→ **Série de consignes**
1. Répondez à ces questions d'après le texte sur la compensation des pertes des communes :
(a) À quoi le montant des pertes était-il comparé dans le dispositif prévu par l'État ?
(b) Quel jour le décret d'application a-t-il été présenté au comité des finances locales ?
(c) Quelle somme le décret évoque-t-il pour les EPCI ?
2. Recopiez sans aucun changement le passage du texte sur la compensation des pertes des communes qui s'ouvre sur les mots contenant "Troisième problème : le décret" et se ferme sur "compensation, c’est l’aumône.".

Second problème : dans le dispositif de compensation prévu par l’Etat, le montant des pertes fiscales et patrimoniales étaient calculées par comparaison à la moyenne lissée des années 2017, 2018 et 2019, et non par rapport à l’année 2019 !

Troisième problème : le décret d’application du dispositif de compensation, présenté au comité des finances locales le 29 octobre, rétrécit encore l’étendue du prétendu « filet de sécurité ». Il ne s’agit plus désormais que 2 300 à 2 500 communes qui pourront bénéficier de la compensation ! Quant au plafond de 750 millions d’euros d’aides, déjà très insuffisant, on en est loin : le texte évoque « 120 millions d’euros » pour les communes et « environ 110 millions d’euros » pour les EPCI. A ce niveau, ce n’est plus une compensation, c’est l’aumône.

→ **Enregistrements extraits d'une collection**
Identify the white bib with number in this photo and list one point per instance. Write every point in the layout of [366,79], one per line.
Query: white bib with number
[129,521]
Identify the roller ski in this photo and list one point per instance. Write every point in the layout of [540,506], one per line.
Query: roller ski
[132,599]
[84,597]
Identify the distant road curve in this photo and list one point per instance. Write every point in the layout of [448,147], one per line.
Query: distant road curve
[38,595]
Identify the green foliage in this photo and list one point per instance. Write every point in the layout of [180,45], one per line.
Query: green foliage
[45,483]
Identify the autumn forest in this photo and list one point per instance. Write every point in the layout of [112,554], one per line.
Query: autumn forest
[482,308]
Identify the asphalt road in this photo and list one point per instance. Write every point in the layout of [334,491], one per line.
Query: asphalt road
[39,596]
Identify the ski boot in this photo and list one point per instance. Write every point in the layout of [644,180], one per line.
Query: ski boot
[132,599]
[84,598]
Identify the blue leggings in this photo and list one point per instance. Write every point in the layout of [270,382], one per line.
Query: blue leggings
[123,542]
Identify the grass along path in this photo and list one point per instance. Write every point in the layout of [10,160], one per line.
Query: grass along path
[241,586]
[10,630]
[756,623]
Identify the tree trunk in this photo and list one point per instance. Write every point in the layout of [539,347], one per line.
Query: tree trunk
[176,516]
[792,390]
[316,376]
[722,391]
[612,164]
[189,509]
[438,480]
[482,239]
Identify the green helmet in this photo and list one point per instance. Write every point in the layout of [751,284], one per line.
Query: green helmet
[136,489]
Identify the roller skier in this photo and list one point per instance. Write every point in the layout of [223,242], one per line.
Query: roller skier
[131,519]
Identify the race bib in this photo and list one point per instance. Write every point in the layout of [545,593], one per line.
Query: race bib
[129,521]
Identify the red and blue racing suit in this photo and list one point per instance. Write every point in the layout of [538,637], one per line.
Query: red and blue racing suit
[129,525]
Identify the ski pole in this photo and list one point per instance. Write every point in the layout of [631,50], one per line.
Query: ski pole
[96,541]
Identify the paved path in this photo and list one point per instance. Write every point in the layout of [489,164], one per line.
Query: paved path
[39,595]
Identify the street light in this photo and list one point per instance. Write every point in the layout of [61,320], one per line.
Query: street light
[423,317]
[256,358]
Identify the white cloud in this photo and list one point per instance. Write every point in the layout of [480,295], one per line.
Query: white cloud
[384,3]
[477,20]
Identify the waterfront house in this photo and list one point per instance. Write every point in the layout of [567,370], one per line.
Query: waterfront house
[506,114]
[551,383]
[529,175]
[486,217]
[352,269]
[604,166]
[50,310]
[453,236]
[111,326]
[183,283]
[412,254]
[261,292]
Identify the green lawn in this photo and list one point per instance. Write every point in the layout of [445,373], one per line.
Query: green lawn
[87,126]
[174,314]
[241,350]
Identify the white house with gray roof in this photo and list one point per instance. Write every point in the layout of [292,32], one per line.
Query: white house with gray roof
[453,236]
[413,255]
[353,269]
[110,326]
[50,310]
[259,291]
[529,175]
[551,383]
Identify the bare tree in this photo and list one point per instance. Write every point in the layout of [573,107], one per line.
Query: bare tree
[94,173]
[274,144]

→ **Liste des réponses**
1.
(a) À la moyenne lissée des années 2017, 2018 et 2019.
(b) Le 29 octobre.
(c) Environ 110 millions d'euros.

2.
Troisième problème : le décret d’application du dispositif de compensation, présenté au comité des finances locales le 29 octobre, rétrécit encore l’étendue du prétendu « filet de sécurité ». Il ne s’agit plus désormais que 2 300 à 2 500 communes qui pourront bénéficier de la compensation ! Quant au plafond de 750 millions d’euros d’aides, déjà très insuffisant, on en est loin : le texte évoque « 120 millions d’euros » pour les communes et « environ 110 millions d’euros » pour les EPCI. A ce niveau, ce n’est plus une compensation, c’est l’aumône.